The request
Keep only the lines of the data below that contain the word "trousers", and copy each of those lines in full.
[start of Exercise inputs]
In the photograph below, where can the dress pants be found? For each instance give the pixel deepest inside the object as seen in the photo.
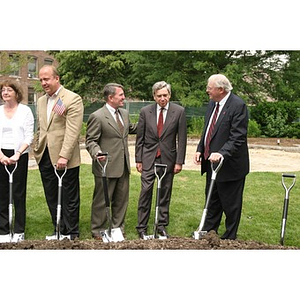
(226, 197)
(19, 194)
(70, 201)
(145, 201)
(118, 193)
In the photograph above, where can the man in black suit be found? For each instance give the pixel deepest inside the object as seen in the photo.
(228, 139)
(165, 147)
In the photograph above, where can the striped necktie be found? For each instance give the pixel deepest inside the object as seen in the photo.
(121, 127)
(210, 131)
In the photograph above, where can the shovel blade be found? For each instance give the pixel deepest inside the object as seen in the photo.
(115, 236)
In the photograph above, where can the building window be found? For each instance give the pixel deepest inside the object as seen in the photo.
(48, 61)
(31, 96)
(14, 65)
(32, 67)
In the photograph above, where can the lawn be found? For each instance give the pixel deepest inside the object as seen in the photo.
(260, 220)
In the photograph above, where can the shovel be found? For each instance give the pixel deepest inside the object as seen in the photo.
(159, 180)
(286, 203)
(58, 212)
(199, 233)
(111, 234)
(10, 204)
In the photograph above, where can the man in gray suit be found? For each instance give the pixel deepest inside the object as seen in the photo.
(104, 135)
(167, 147)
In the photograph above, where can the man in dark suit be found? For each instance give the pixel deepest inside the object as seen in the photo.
(167, 147)
(105, 134)
(228, 139)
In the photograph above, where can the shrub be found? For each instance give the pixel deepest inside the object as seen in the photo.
(195, 126)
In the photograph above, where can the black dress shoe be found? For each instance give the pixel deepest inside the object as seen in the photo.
(163, 232)
(142, 235)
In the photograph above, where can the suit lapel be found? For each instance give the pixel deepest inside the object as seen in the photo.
(221, 116)
(153, 118)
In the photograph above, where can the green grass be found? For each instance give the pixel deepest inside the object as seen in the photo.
(260, 220)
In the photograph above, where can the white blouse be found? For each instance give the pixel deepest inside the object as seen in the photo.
(18, 130)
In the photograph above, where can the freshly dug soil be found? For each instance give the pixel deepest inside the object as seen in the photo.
(211, 241)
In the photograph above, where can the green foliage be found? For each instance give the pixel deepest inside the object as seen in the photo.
(255, 75)
(195, 126)
(294, 131)
(276, 125)
(253, 129)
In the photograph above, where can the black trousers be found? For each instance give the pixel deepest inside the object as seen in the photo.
(226, 197)
(70, 202)
(19, 194)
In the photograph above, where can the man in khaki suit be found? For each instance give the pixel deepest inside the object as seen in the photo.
(59, 122)
(104, 135)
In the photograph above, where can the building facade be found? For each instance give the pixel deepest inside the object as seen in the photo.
(24, 66)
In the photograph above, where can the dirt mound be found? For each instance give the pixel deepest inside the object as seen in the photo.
(208, 242)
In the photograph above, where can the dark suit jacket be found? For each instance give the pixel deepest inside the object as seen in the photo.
(103, 134)
(229, 139)
(172, 141)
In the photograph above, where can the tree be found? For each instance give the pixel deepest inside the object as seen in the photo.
(255, 75)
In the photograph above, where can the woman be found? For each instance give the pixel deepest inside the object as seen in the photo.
(16, 134)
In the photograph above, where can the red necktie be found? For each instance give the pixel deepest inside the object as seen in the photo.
(160, 125)
(210, 131)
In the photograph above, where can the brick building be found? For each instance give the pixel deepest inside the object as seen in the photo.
(23, 66)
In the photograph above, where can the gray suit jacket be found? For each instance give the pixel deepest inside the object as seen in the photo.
(103, 135)
(172, 142)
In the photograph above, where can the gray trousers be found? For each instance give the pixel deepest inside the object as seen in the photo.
(118, 193)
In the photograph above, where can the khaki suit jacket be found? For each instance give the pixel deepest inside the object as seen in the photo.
(172, 141)
(61, 133)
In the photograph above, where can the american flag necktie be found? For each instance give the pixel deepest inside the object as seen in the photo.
(160, 125)
(121, 127)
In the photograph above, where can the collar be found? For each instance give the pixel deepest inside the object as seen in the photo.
(110, 108)
(223, 101)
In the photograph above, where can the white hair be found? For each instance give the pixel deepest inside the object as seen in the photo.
(221, 80)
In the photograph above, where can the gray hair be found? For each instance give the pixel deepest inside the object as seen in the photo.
(110, 89)
(221, 81)
(160, 85)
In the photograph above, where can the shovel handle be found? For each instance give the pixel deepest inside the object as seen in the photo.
(10, 174)
(58, 176)
(287, 189)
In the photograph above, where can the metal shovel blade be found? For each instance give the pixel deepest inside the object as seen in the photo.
(115, 235)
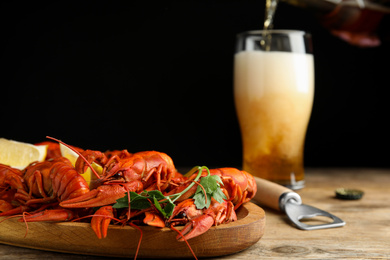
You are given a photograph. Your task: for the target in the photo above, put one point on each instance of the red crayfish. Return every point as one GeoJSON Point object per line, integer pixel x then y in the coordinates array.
{"type": "Point", "coordinates": [54, 190]}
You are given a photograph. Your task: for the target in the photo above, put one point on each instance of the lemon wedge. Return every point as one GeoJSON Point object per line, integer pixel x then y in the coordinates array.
{"type": "Point", "coordinates": [72, 157]}
{"type": "Point", "coordinates": [19, 155]}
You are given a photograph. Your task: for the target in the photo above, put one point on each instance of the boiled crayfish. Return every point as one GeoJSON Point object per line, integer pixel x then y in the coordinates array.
{"type": "Point", "coordinates": [54, 190]}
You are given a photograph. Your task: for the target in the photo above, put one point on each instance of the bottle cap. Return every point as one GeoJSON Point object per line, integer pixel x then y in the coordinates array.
{"type": "Point", "coordinates": [349, 194]}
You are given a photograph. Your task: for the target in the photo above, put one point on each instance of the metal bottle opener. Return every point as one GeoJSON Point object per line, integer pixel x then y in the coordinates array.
{"type": "Point", "coordinates": [281, 198]}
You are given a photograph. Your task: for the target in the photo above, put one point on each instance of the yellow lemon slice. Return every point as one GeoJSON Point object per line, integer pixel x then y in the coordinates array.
{"type": "Point", "coordinates": [19, 155]}
{"type": "Point", "coordinates": [72, 156]}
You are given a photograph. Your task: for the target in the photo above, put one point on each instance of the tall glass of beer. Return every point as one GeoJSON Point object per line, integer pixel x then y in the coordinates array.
{"type": "Point", "coordinates": [273, 91]}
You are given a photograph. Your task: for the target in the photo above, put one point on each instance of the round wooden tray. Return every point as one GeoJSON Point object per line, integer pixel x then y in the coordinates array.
{"type": "Point", "coordinates": [78, 238]}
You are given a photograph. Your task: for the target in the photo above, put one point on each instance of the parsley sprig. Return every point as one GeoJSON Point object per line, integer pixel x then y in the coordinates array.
{"type": "Point", "coordinates": [165, 204]}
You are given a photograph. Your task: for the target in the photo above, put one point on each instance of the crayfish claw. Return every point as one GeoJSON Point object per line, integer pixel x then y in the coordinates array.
{"type": "Point", "coordinates": [196, 227]}
{"type": "Point", "coordinates": [101, 220]}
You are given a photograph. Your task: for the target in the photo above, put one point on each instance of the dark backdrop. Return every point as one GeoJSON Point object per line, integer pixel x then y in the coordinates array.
{"type": "Point", "coordinates": [158, 76]}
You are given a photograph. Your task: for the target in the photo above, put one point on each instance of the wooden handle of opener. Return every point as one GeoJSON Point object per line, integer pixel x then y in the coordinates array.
{"type": "Point", "coordinates": [268, 193]}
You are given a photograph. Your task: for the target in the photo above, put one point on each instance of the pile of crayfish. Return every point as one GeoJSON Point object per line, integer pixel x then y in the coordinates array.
{"type": "Point", "coordinates": [142, 188]}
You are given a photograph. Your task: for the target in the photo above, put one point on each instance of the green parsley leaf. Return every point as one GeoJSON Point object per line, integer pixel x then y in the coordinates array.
{"type": "Point", "coordinates": [211, 185]}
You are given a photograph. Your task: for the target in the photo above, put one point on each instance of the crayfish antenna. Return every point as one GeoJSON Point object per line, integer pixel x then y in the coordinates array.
{"type": "Point", "coordinates": [185, 240]}
{"type": "Point", "coordinates": [140, 239]}
{"type": "Point", "coordinates": [74, 150]}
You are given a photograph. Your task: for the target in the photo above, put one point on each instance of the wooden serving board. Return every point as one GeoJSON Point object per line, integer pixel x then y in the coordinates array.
{"type": "Point", "coordinates": [79, 238]}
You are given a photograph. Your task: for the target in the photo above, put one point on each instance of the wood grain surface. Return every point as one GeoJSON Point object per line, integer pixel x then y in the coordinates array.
{"type": "Point", "coordinates": [365, 236]}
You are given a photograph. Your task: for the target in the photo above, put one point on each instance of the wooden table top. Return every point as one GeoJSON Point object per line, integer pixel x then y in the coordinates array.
{"type": "Point", "coordinates": [365, 236]}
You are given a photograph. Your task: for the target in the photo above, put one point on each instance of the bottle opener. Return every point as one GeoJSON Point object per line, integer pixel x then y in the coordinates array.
{"type": "Point", "coordinates": [281, 198]}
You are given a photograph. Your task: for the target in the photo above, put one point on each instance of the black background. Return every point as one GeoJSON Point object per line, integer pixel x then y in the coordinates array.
{"type": "Point", "coordinates": [158, 76]}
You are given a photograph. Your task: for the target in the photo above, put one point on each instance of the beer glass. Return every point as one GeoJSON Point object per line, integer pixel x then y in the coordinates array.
{"type": "Point", "coordinates": [273, 91]}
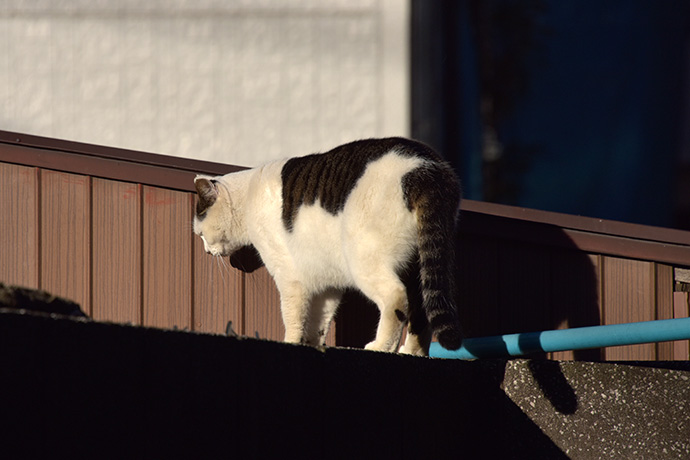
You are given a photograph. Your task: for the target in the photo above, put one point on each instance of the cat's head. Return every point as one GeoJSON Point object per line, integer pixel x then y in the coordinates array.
{"type": "Point", "coordinates": [213, 220]}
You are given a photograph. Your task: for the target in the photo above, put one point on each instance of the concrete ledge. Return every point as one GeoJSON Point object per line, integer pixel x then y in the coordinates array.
{"type": "Point", "coordinates": [96, 390]}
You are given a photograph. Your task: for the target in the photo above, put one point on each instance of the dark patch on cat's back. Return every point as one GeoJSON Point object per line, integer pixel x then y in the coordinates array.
{"type": "Point", "coordinates": [330, 177]}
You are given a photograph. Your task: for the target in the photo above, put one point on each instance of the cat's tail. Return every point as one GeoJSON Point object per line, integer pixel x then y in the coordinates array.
{"type": "Point", "coordinates": [433, 191]}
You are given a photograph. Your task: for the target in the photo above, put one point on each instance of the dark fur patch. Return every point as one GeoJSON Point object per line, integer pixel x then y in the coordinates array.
{"type": "Point", "coordinates": [207, 195]}
{"type": "Point", "coordinates": [330, 177]}
{"type": "Point", "coordinates": [401, 316]}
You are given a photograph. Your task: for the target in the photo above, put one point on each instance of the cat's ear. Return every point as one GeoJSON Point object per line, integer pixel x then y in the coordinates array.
{"type": "Point", "coordinates": [206, 189]}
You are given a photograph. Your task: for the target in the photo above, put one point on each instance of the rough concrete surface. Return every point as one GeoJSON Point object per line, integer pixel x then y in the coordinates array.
{"type": "Point", "coordinates": [97, 390]}
{"type": "Point", "coordinates": [602, 410]}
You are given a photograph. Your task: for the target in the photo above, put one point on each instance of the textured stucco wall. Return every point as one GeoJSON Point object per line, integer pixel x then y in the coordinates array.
{"type": "Point", "coordinates": [238, 81]}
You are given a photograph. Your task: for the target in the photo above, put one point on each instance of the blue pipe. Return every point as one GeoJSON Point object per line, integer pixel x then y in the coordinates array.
{"type": "Point", "coordinates": [579, 338]}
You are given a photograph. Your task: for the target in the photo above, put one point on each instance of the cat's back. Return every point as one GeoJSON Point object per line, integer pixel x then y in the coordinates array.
{"type": "Point", "coordinates": [330, 177]}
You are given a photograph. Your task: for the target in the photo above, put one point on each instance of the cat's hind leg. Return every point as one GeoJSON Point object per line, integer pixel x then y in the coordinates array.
{"type": "Point", "coordinates": [417, 343]}
{"type": "Point", "coordinates": [323, 307]}
{"type": "Point", "coordinates": [390, 297]}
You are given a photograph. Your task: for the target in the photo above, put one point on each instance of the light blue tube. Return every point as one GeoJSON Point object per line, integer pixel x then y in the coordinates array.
{"type": "Point", "coordinates": [579, 338]}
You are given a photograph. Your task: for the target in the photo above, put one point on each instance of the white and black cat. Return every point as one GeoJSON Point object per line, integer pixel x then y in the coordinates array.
{"type": "Point", "coordinates": [361, 215]}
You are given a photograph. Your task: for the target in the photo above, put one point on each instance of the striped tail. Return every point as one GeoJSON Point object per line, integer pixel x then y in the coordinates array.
{"type": "Point", "coordinates": [433, 191]}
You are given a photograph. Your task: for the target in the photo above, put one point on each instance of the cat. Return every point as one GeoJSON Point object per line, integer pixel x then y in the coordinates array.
{"type": "Point", "coordinates": [373, 214]}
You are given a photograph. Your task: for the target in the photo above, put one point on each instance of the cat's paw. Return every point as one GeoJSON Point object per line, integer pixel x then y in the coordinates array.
{"type": "Point", "coordinates": [412, 350]}
{"type": "Point", "coordinates": [379, 346]}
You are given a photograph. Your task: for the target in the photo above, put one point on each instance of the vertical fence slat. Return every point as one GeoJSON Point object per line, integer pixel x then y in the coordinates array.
{"type": "Point", "coordinates": [262, 306]}
{"type": "Point", "coordinates": [66, 236]}
{"type": "Point", "coordinates": [575, 296]}
{"type": "Point", "coordinates": [681, 309]}
{"type": "Point", "coordinates": [167, 287]}
{"type": "Point", "coordinates": [116, 251]}
{"type": "Point", "coordinates": [218, 296]}
{"type": "Point", "coordinates": [663, 290]}
{"type": "Point", "coordinates": [19, 225]}
{"type": "Point", "coordinates": [629, 297]}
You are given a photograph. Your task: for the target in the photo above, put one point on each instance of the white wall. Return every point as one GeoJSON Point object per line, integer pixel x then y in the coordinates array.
{"type": "Point", "coordinates": [238, 81]}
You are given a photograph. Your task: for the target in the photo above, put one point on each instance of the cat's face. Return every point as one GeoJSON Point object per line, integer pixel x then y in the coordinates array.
{"type": "Point", "coordinates": [210, 220]}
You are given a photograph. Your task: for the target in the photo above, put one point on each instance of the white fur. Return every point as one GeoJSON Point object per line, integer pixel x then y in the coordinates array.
{"type": "Point", "coordinates": [360, 247]}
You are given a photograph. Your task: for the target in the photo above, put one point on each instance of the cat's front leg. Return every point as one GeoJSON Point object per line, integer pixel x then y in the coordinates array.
{"type": "Point", "coordinates": [323, 307]}
{"type": "Point", "coordinates": [293, 307]}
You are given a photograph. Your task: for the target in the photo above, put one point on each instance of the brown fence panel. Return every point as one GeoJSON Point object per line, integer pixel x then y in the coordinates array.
{"type": "Point", "coordinates": [19, 229]}
{"type": "Point", "coordinates": [663, 290]}
{"type": "Point", "coordinates": [112, 230]}
{"type": "Point", "coordinates": [66, 236]}
{"type": "Point", "coordinates": [167, 267]}
{"type": "Point", "coordinates": [629, 297]}
{"type": "Point", "coordinates": [218, 293]}
{"type": "Point", "coordinates": [262, 306]}
{"type": "Point", "coordinates": [117, 254]}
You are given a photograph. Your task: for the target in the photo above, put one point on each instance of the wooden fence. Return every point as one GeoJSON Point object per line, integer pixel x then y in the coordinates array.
{"type": "Point", "coordinates": [111, 229]}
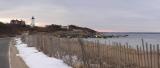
[end of Exercise inputs]
Expected answer
In the photograph above, where can the black trousers be found? For each instance give the pixel deepest inside the object as seen in the photo.
In the photograph above, where can the gray trousers be found? For each instance give the pixel deepest inside the object as seen in the photo.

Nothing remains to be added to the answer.